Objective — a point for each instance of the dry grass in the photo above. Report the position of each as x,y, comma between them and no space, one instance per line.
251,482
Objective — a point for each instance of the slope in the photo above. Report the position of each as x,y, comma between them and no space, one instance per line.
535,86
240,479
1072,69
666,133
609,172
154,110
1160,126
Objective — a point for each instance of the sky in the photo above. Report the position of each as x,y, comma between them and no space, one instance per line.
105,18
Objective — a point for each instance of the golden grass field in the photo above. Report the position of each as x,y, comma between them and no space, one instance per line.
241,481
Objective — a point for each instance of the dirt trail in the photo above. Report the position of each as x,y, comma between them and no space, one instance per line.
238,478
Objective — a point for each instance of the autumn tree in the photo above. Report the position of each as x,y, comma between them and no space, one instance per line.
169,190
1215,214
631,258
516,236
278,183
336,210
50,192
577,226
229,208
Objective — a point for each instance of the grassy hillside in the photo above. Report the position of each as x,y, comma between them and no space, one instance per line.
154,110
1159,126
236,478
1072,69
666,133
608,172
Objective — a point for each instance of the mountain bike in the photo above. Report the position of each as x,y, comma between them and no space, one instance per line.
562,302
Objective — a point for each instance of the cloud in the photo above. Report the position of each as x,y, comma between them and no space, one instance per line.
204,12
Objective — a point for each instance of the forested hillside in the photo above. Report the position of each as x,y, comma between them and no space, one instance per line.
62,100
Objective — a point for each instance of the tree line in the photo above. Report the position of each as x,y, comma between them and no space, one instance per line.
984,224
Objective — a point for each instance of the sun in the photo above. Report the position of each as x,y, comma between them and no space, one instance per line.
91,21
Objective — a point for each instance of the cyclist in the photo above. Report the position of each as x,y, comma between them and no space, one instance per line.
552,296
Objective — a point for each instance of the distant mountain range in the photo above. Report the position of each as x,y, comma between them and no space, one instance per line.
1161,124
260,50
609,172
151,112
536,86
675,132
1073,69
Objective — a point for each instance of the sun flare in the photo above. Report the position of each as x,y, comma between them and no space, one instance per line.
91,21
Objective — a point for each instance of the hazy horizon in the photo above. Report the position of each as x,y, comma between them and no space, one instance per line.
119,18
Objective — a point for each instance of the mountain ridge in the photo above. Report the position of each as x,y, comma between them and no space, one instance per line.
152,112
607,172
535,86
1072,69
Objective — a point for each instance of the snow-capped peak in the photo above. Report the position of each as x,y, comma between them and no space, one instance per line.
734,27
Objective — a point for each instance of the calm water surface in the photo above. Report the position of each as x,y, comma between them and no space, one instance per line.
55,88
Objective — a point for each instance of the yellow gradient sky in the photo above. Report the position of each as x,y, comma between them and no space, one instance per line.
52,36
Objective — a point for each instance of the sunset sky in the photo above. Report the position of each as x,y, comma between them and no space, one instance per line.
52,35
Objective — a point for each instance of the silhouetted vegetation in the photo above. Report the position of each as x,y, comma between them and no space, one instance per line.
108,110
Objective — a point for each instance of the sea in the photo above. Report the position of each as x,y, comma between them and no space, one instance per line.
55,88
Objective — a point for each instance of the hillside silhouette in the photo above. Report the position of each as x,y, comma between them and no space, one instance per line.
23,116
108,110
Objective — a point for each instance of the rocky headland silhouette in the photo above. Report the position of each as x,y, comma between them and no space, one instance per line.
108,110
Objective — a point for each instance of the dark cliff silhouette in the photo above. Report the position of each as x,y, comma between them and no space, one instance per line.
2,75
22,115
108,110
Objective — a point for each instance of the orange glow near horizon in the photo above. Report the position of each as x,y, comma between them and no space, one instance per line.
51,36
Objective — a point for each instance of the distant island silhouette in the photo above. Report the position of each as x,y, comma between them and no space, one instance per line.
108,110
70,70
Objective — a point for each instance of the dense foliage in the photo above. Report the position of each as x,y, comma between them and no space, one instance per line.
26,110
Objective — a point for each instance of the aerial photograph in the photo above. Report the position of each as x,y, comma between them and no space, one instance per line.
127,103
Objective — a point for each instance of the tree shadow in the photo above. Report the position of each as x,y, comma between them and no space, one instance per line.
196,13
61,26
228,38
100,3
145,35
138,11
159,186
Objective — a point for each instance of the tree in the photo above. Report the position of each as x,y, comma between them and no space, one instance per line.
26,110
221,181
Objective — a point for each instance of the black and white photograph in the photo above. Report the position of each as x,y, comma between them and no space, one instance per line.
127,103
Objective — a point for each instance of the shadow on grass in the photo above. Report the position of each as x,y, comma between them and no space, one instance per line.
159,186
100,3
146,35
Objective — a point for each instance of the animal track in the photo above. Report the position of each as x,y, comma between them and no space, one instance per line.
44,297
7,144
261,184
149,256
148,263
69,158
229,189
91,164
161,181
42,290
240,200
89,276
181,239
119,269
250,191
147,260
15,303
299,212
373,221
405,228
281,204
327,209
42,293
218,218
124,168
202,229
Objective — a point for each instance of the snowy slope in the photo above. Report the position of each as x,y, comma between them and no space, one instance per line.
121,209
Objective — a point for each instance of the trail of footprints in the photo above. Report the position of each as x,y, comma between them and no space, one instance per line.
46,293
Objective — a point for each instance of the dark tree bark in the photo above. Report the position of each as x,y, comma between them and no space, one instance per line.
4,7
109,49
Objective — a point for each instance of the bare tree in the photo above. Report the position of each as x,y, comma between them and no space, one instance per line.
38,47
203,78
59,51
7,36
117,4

**PROBLEM DESCRIPTION**
Copy the entries above exactly, leaving none out.

**SOLUTION**
Objective — a point for each instance of the dry grass in the photo above. Report the position of each as x,y, comma between them and no space, one instance per line.
251,482
Objective — a point for each instance of the slope in the photo above. Report the position of each as x,y, comma between them and no space, one instance per line.
535,86
240,479
1072,69
666,133
609,172
154,110
1160,126
Objective — a point for each instance of the sky in the photo above. Report the position of each as x,y, comma between them and no space, one instance per line.
105,18
Objective — a point for each instance of the golden grass field in the photo above. Report the position of each as x,y, comma between them and no space, one instance per line.
241,481
Objective — a point for each instance of the dirt trail in the photo above. Report the position of each as x,y, comma between them and no space, one instance per line.
238,478
Objective — a point for each instance of the autumn tree in the photo above. Report the position of each as x,y, comma between them and no space, one instance per line.
169,190
1215,214
631,258
516,236
278,183
336,210
50,192
577,226
229,208
Objective — a point for each instance of the grassy hillside in the photo above. Report the position of each as x,y, comma between them and no space, one instance per line.
154,110
1159,126
236,478
1072,69
666,133
608,172
Objective — a point for each instance of the mountain bike in the photo above. Report the position of each as x,y, comma between them and no space, one instance per line.
562,302
Objective — a point for each instance of the cloud in the photo above. Report the position of each as x,y, comma between them and no space, one instance per line.
204,12
Objective — a point for each instance of the forested hillside in the photo above. Report the position of each as x,y, comma between them and no space, one instance per line.
62,100
Objective — a point for each instance of the tree line in the photo above. Report the position of each as x,y, comma between them and no space, one instance per line.
984,224
Objective — a point for each instance of the sun in the photo above. Report the position of each as x,y, comma between them and no space, one instance per line.
91,21
Objective — a point for each instance of the cyclist in the photo above. Report the position of each as x,y, comma between them and no space, one instance per line.
552,296
Objective — a point for each instance of the distant mountain range in the photo above. Report the position of each as x,y, comma between them and no space, one instance per line.
1161,124
260,50
609,172
151,112
536,86
675,132
1073,69
Objective — a point for each instance of the sun flare in the photo above. Report the position of each as x,y, comma between them and no space, one instance per line.
91,21
Objective — a point for each instance of the hazy horizon in the photo above. Report the position of each as x,y, comma between them and no space, one instance per line.
119,18
Objective — a point for each instance of the mountain ridge in the photo above. Report the position of each as x,y, comma between them and no space, one instance per line.
152,112
607,172
535,86
1072,69
Objective — a point for each instance of the snow-capped peak in the photo above. Report the position of each as x,y, comma between them and no space, one instance per line.
734,27
Objective — a point for each instance of the calm water surface in the photo above. Report the position of each as x,y, comma between them and no space, one instance per line.
55,88
Objective — a point for each instance of the yellow gradient sky in the photo above. Report the position of each as x,y, comma between them and no space, one instance per line.
52,36
Objective — a point for each instance of the sunset sky in the photo above. Report the position of each as x,y, comma between them and no space, one instance per line.
52,35
Objective — a point for each instance of the silhouetted vegetation in the photo above. Report the position of each as x,y, comma between them and no space, one instance per line.
108,110
Objective — a point for each instance of the sea in the photo above. Report the position of each as x,y, comma between them and no space, one instance per line.
55,88
Objective — a point for each instance of the hillside silhouette in the photo above. Report the position of each as x,y, comma between them and no space, one instance per line.
23,116
108,110
Objective — a point for each instance of the rocky headland silhouette in the photo above. Report the position of each as x,y, comma between them and no space, one instance per line.
108,110
Objective — a point for each instance of the dark cliff silhouette in the photo above. Report the position of each as x,y, comma between them and no space, one instance per line.
2,75
22,115
108,110
Objective — a point for each instance of the orange glow near horizon in the photo above. Report the position of each as x,y, comma between them and no space, one instance per line.
51,36
Objective — a point for each instance of the distant island silhouette in the photo above. Report the position of each as x,y, comma between them and no space, one instance per line.
108,110
70,70
Objective — a point for each instance of the dense foliage in the photo above. Report the position of each as x,y, comma between them and no space, one instance per line.
26,110
Objective — a point for each instance of the aerial photograph in the photo above. Report the position of each as x,y, comma between them and no space, one instance per line.
127,103
Objective — a point for each instance of the tree shadow in the photo above. Report the position of each as x,y, comma between them and no space, one instance per line.
196,13
61,26
228,38
100,3
145,35
138,11
159,186
Objective — a point for each instance of the tree in the photo above. Report the position of each as x,y, comma between them and no space, one instance per line.
26,110
221,181
Objective — a point for each instance of the black and white photograph in the photo above. Report the position of each as x,y, comma between them and no space, one instance per line.
127,103
Objective — a point for each instance of the shadow on grass in the photo above. Report the position of each as x,y, comma between them and no space, one instance per line.
159,186
100,3
146,35
Objective — a point for each instance of the animal track in the photo above. Report the position of each as x,y, comma between them and no space, one instance per line.
44,297
7,144
261,184
149,256
148,263
69,158
229,189
91,164
161,181
42,290
240,200
89,276
181,239
119,269
250,191
147,260
15,303
299,212
373,221
405,228
281,204
327,209
42,293
218,218
124,168
202,229
Objective — a point for each instance of the snowy slope in the photo above. Report the position of each as x,y, comma between them and no space, one instance per line.
121,209
Objective — a point for each instance of the trail of footprints in the photo above. Report the position of each as x,y, comma between them and no space, one instance per line.
46,293
Objective — a point for each instance of the dark tree bark in the photo above. Report the position of each as x,y, comma between them and no space, one instance per line.
4,7
109,49
Objective — a point for each instance of the bare tree in the photo above. Report the position of each as x,y, comma between them and no space, one instance per line.
38,47
203,78
59,51
7,36
117,4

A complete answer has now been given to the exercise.